■ Problem statement
Rewrite the records below, changing "emblem" to "logo" and leaving everything else the same. Omit the pictures from your answer.

■ Data lines
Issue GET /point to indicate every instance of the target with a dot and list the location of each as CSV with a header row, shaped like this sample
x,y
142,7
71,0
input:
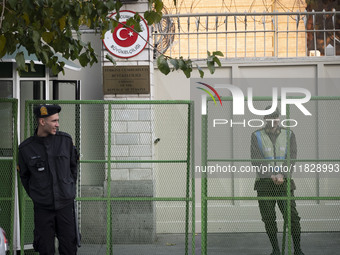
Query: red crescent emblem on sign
x,y
124,42
124,36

■ Exercise response
Issue GET /point to indicate every instance of the target with a dot and list the location of each as CSV with a header row, shaped like this sample
x,y
142,7
71,0
input:
Query: red crescent logo on sign
x,y
124,42
124,36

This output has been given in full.